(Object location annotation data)
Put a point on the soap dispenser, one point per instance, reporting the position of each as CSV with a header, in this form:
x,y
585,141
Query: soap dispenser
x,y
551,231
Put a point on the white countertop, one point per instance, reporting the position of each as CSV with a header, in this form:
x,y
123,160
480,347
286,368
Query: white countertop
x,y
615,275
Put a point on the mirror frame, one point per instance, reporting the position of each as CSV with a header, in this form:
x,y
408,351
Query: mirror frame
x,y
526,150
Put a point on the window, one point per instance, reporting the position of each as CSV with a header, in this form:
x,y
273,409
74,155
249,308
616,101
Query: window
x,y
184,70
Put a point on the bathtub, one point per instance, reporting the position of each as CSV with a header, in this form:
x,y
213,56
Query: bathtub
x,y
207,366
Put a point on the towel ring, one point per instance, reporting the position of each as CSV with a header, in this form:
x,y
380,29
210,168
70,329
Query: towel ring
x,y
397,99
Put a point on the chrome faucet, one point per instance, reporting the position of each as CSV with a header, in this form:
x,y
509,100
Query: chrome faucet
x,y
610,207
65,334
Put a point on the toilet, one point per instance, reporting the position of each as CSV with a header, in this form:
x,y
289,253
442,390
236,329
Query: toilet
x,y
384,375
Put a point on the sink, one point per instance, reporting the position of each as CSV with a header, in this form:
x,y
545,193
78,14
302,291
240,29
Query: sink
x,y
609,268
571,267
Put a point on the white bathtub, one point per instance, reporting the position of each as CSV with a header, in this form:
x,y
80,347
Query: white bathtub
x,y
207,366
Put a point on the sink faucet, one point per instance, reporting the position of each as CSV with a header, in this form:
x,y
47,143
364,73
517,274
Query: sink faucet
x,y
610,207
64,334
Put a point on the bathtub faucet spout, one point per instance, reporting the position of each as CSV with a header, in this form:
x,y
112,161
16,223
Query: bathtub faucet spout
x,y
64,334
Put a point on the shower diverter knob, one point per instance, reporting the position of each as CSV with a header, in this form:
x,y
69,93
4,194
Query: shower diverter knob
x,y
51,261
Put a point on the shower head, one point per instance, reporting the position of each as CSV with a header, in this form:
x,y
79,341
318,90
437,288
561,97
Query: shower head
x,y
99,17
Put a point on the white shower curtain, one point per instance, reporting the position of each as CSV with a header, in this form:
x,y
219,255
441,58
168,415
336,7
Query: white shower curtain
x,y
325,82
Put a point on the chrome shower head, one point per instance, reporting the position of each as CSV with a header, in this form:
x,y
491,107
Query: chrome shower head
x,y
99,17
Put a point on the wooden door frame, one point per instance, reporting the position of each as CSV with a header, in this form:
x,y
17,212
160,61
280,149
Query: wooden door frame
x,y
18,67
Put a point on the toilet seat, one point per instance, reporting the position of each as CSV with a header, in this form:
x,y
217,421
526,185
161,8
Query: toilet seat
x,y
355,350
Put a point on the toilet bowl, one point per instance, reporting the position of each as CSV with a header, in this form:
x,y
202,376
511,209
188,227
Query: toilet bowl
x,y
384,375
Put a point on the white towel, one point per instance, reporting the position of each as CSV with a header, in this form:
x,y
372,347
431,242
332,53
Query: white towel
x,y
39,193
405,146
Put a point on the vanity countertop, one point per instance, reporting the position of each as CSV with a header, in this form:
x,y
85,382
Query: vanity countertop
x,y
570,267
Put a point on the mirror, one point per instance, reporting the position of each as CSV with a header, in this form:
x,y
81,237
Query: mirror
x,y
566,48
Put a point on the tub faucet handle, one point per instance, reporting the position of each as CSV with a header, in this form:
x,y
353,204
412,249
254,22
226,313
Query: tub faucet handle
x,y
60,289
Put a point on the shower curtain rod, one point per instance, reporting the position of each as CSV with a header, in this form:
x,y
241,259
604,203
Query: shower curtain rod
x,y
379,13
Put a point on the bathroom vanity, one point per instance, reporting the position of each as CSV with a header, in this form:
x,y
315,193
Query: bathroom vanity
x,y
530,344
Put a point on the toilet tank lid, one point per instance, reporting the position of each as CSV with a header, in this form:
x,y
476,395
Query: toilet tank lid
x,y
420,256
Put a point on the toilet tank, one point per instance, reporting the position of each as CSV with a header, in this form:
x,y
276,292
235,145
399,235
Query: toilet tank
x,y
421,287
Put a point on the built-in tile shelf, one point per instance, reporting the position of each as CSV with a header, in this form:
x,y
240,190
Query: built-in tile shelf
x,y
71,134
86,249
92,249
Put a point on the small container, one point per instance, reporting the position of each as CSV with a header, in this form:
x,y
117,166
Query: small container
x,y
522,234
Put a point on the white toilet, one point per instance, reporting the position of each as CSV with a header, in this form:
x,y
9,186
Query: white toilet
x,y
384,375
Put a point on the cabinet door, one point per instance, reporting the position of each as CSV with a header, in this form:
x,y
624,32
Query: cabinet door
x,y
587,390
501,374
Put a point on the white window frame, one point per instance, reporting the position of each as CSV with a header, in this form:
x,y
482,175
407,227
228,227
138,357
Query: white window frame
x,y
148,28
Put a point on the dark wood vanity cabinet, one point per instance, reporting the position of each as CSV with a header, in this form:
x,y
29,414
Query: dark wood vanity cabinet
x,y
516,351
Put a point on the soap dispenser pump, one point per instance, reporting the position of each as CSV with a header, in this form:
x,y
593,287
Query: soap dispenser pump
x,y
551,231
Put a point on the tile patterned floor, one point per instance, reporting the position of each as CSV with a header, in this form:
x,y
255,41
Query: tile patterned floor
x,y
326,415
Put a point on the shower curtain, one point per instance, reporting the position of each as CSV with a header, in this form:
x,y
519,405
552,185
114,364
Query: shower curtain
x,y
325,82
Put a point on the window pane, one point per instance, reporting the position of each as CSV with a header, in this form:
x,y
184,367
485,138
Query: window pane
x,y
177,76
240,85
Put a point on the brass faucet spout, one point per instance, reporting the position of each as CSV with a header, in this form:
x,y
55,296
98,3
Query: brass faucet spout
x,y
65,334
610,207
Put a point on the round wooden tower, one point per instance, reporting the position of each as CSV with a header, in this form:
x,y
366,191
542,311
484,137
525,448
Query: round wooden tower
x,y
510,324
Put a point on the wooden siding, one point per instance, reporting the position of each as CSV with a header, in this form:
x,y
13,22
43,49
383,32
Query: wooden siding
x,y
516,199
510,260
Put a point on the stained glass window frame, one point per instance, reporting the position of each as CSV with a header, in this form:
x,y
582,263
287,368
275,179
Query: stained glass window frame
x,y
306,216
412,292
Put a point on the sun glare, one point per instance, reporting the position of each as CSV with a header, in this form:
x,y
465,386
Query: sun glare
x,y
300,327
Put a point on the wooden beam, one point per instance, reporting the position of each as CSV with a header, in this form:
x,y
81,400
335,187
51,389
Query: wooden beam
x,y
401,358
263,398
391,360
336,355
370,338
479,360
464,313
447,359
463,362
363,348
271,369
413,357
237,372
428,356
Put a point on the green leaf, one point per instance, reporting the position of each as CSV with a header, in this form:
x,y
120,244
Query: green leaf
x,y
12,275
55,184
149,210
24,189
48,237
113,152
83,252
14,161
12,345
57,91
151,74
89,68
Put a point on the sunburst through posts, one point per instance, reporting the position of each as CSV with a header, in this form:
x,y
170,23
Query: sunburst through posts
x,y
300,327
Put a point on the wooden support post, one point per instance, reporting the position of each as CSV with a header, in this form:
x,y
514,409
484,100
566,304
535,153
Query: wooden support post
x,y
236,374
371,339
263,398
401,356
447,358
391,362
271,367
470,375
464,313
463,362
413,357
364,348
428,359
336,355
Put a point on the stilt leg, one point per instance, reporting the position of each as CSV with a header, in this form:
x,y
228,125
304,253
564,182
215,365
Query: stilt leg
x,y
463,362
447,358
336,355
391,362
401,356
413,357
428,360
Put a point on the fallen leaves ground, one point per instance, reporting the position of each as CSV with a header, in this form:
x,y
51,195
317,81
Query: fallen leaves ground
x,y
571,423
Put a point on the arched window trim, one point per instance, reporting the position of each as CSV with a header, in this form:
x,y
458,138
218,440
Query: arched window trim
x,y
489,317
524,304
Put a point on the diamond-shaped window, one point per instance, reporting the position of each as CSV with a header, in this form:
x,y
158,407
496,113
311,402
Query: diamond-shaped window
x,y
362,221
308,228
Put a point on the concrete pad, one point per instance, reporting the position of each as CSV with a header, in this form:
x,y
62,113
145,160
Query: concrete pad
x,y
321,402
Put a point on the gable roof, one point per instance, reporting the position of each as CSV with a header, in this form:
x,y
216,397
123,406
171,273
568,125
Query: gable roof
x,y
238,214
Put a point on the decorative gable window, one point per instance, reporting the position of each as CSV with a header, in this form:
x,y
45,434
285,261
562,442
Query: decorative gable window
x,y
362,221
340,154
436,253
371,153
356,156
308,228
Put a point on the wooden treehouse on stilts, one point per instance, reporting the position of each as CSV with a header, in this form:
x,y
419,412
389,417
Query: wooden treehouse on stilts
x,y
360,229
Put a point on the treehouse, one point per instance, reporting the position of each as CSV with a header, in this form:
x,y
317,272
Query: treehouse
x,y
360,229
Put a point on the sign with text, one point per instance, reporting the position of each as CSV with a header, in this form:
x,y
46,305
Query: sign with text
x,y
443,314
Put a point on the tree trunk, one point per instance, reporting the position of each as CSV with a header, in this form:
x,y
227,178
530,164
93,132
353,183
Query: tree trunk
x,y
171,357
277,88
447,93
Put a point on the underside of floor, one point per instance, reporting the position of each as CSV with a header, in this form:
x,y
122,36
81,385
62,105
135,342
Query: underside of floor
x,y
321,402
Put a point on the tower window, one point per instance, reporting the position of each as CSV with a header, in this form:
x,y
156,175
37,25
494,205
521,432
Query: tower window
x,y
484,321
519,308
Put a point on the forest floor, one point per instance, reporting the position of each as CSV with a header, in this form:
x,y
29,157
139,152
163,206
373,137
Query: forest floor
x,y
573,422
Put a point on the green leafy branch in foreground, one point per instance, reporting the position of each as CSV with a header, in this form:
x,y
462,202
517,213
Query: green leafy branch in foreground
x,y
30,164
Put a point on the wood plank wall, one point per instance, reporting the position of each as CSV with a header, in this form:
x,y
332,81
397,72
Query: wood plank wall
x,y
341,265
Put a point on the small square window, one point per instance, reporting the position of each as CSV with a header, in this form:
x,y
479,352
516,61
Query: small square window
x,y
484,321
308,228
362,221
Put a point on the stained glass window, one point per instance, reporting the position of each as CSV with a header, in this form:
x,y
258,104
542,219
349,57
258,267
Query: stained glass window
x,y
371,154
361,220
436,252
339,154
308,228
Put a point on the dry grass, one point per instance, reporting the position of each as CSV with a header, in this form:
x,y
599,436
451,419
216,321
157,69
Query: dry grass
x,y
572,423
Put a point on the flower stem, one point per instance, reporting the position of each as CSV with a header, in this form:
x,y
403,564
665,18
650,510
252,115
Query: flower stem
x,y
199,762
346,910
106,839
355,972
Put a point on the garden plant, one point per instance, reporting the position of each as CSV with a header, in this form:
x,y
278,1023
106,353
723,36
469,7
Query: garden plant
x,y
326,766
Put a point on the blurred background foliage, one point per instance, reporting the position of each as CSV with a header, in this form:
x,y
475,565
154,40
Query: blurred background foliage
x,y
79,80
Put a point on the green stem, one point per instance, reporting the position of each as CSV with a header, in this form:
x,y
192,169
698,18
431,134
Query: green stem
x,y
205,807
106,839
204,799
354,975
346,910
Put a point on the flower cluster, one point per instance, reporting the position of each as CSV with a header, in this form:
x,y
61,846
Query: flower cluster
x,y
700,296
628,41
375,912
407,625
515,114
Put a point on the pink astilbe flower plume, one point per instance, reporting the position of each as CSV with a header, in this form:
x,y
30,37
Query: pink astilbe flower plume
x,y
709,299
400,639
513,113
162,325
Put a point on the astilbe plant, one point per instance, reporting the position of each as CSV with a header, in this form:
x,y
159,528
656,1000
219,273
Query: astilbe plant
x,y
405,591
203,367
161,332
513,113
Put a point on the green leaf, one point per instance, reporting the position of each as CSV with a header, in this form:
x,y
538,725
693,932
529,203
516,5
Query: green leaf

• [REQUIREMENTS] Repeat word for word the lines running from the line containing "Put a point on the flower cluster, one" to the end of the entries above, inclusive.

• [SOLVED PROBLEM]
Put a point on the flower cluster, one point per instance, reporting the position of each as CSV with a header, in this form:
x,y
61,846
Query: flower cluster
x,y
700,296
628,41
375,912
407,625
515,114
Put a point on the pink astilbe flower plume, one point per instance, reporting the position of each as CSV with a header, in this form:
x,y
30,37
Query: pink astilbe flower plume
x,y
709,299
400,639
513,113
162,325
Put a point on the astilbe plant, one point per instance, reporting the position of each as CSV with a header, in this form:
x,y
159,528
656,1000
219,273
Query: astilbe plant
x,y
405,591
203,367
161,332
513,113
Put a point on the green leaf, one point per instance, reporting the position of each as CSV with a header, in this form:
x,y
538,725
693,932
529,203
516,5
Query: green leaf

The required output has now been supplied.